(Dataset items)
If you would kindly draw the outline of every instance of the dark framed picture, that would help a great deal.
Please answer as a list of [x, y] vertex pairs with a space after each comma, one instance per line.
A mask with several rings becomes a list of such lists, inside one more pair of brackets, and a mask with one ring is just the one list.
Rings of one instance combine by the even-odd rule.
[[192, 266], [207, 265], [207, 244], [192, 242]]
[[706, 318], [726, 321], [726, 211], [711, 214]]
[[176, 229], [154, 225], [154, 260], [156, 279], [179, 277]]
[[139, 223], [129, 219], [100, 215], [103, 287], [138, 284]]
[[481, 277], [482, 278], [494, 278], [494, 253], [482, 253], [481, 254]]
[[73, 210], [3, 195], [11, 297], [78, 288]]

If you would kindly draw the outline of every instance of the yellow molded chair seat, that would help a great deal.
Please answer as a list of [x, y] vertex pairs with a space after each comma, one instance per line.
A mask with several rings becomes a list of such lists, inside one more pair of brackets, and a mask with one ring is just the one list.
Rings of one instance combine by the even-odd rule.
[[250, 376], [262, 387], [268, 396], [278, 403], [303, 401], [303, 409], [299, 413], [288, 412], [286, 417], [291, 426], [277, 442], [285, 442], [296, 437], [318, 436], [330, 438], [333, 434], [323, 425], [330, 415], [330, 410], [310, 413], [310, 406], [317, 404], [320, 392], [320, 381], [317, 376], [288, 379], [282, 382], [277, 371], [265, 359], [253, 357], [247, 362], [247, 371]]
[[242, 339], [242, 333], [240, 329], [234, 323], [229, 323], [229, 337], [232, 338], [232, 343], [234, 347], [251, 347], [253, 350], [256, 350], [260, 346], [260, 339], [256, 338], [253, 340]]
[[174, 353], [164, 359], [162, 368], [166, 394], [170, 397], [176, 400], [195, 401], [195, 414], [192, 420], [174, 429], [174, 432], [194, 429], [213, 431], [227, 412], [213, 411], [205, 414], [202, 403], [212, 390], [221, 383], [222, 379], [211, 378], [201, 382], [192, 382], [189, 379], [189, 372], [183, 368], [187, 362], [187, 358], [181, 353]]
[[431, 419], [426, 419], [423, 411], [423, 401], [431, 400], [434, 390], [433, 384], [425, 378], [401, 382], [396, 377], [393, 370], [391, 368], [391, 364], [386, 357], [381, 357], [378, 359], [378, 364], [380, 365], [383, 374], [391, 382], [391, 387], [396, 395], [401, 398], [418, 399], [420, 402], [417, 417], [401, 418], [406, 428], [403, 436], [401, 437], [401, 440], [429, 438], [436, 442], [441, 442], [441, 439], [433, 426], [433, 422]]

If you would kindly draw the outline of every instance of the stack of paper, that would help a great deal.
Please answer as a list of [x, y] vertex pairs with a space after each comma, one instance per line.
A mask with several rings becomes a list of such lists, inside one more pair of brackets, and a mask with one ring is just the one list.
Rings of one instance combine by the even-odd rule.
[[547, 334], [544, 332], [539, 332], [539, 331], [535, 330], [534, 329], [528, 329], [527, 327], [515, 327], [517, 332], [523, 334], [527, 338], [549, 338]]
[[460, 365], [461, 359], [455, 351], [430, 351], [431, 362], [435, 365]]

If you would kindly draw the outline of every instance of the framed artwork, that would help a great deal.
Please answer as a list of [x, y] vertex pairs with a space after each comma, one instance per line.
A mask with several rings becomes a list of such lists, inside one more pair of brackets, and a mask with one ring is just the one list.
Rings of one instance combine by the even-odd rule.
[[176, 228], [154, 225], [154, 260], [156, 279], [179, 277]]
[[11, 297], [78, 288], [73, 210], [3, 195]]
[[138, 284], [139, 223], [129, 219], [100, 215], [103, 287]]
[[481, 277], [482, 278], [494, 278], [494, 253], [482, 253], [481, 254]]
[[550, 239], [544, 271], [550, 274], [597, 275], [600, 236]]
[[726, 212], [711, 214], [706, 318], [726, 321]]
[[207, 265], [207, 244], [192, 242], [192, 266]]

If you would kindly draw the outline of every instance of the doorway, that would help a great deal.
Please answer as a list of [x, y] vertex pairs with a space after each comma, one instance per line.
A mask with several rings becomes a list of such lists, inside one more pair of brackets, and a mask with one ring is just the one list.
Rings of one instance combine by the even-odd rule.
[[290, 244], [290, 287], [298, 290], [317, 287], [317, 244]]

— Your goal —
Rewrite the rows from the line containing "doorway, that would help a great deal." through the end of the rows, both ends included, replacing "vertex pairs" with "coordinate pairs" and leaving everything else as it stands.

— Task output —
If you would kindly draw the outline of every instance of the doorway, that would help a great deal.
Please answer as a list of [x, y] coordinate pairs with a space after each comma, one instance per line.
A mask with several rings becomes a list of such lists, inside one more pair of brackets, and a mask with one ring is just the one list.
Rings of one instance combine by the even-odd rule.
[[290, 244], [290, 287], [298, 290], [317, 287], [317, 244]]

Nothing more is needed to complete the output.